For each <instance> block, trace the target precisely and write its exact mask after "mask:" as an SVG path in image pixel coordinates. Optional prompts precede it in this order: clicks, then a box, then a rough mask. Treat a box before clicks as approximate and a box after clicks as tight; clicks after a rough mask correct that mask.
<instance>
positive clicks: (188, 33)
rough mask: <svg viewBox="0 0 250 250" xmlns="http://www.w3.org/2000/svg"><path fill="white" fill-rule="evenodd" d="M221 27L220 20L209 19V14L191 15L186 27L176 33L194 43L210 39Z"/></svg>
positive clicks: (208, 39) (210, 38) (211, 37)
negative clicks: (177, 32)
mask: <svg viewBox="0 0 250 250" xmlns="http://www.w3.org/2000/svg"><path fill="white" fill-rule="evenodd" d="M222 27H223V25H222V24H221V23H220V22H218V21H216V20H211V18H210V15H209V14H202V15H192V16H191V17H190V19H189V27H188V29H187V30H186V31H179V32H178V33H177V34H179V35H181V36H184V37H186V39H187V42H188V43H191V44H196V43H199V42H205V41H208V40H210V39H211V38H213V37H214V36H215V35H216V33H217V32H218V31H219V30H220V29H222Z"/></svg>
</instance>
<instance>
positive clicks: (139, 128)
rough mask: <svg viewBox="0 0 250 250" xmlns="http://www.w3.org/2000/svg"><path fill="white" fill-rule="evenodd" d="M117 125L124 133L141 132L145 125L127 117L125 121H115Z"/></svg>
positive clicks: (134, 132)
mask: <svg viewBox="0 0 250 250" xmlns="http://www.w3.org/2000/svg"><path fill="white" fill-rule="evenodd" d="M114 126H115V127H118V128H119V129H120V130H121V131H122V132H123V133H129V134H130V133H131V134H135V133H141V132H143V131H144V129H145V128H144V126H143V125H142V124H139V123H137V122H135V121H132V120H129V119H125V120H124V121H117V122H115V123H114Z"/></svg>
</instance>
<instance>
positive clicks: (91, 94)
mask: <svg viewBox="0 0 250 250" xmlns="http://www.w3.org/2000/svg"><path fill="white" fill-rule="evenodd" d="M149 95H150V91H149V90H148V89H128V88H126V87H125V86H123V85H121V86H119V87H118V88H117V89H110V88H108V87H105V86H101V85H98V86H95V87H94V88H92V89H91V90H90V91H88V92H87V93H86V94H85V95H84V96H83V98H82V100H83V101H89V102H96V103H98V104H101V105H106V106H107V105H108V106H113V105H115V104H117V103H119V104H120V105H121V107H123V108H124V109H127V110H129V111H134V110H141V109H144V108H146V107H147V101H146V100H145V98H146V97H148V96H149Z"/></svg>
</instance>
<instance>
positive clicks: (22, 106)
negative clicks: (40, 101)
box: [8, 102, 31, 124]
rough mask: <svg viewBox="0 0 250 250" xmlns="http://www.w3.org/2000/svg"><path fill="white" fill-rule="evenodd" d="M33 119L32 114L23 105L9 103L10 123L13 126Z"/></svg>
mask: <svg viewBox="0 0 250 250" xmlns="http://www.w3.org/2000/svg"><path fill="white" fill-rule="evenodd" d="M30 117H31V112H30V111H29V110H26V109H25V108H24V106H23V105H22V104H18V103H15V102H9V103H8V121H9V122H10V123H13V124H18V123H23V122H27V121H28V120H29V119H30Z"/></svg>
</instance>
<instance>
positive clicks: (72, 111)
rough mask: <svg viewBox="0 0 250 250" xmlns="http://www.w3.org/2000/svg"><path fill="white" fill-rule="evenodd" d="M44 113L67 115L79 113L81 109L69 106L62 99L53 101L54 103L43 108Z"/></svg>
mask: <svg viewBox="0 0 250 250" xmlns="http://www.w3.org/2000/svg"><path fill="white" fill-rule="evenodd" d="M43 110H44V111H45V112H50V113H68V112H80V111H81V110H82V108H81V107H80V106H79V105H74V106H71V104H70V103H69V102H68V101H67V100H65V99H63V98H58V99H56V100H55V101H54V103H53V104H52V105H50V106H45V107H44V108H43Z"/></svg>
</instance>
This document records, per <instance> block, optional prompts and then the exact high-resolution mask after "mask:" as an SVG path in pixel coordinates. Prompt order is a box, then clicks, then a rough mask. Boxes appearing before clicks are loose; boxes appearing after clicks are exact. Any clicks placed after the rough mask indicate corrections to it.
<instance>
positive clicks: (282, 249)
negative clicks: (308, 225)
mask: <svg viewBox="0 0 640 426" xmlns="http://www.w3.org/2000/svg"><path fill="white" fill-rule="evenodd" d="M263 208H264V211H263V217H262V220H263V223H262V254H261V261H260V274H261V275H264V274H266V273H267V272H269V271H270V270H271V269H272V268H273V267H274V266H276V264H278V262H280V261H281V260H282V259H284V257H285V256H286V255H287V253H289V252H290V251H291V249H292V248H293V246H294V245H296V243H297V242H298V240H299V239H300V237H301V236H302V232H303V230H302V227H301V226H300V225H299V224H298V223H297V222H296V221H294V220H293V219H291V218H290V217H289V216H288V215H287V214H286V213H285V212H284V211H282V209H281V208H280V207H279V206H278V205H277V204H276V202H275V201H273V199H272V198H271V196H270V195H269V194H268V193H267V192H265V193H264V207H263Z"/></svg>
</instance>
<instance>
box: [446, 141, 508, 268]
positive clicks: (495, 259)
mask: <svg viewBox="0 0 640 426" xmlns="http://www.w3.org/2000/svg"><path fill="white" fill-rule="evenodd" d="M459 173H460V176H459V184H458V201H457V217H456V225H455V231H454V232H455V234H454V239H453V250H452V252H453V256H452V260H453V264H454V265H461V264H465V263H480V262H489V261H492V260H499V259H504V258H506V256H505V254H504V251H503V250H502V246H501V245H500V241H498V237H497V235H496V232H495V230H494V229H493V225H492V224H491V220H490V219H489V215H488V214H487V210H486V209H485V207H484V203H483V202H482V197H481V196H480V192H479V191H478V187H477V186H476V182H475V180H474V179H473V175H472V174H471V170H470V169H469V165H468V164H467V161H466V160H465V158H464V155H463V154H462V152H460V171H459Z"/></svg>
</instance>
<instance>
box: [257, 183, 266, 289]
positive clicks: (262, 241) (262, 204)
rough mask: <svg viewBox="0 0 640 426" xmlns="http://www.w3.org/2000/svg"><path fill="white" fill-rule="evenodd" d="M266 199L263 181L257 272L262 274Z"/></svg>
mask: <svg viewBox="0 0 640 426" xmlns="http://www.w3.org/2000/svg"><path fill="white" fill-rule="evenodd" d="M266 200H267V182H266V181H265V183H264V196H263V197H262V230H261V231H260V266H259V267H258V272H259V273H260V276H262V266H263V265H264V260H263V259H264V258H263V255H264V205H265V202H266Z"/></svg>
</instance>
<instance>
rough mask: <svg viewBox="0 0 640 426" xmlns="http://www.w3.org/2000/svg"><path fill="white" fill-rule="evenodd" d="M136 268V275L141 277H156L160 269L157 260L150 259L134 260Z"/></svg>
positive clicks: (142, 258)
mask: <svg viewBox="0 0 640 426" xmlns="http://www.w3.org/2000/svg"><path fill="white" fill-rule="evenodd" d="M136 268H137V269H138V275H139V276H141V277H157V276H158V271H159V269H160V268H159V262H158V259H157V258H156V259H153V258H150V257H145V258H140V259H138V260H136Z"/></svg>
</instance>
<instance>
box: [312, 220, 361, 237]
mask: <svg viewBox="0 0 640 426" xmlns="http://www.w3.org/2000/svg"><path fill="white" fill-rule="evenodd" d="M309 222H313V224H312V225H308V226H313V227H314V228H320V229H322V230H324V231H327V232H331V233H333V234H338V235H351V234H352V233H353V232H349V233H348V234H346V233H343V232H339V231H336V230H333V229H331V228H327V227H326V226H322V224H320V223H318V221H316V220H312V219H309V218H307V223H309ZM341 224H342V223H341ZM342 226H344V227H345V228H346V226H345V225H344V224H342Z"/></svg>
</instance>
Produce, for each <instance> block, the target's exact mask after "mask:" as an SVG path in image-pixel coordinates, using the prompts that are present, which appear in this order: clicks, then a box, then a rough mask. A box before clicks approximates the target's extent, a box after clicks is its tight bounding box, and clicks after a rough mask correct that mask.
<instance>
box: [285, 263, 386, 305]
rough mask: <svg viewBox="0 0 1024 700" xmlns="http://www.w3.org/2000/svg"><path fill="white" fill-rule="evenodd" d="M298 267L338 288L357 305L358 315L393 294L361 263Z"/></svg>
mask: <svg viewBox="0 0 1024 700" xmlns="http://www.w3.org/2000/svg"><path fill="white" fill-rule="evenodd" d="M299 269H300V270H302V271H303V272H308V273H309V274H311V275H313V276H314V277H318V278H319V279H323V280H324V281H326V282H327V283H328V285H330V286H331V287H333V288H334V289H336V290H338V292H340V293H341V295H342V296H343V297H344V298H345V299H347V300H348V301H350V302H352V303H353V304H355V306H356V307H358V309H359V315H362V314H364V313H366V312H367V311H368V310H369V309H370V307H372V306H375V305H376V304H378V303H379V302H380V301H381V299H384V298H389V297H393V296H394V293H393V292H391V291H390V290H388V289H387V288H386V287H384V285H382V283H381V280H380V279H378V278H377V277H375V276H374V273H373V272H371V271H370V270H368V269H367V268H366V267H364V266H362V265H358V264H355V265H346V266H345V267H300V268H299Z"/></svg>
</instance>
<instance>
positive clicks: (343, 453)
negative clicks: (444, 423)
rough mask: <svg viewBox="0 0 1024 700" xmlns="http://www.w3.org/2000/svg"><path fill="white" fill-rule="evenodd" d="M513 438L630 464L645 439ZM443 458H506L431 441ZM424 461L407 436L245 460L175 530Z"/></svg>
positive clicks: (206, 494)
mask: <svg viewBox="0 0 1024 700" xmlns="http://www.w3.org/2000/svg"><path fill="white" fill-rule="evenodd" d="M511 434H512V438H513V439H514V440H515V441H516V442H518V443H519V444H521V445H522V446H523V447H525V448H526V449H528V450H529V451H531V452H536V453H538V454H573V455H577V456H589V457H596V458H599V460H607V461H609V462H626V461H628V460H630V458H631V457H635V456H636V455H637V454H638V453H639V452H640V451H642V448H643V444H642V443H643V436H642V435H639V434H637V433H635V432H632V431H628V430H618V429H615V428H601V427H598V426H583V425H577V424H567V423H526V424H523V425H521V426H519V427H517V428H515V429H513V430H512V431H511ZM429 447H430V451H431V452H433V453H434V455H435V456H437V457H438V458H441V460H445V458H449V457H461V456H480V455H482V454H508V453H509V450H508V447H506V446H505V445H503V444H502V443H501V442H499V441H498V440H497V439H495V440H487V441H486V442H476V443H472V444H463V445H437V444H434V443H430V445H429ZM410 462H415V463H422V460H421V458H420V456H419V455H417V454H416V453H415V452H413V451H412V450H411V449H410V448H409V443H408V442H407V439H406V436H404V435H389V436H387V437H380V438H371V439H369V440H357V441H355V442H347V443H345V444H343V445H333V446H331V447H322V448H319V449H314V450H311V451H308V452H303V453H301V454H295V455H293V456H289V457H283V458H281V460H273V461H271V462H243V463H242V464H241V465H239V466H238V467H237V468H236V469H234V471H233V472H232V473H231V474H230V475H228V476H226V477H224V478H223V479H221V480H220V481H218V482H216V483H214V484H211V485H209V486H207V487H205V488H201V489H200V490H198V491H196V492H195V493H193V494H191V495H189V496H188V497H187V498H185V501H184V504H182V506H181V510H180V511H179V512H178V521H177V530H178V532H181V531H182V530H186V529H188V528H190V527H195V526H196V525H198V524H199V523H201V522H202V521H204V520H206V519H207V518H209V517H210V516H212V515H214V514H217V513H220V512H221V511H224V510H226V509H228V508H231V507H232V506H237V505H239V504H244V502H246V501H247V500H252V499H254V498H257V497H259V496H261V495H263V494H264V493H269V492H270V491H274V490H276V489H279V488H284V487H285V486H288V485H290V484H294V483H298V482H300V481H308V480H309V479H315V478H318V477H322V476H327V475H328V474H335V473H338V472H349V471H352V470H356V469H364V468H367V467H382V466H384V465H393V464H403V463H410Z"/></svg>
========
**TASK BRIEF:** Word for word, restate the lines above from the line containing "box: [257, 183, 266, 289]" through the line containing "positive clicks: (262, 241) (262, 204)", with both included and nothing else.

**RESULT OF THE EXERCISE:**
box: [257, 183, 266, 289]
positive clicks: (262, 241) (262, 204)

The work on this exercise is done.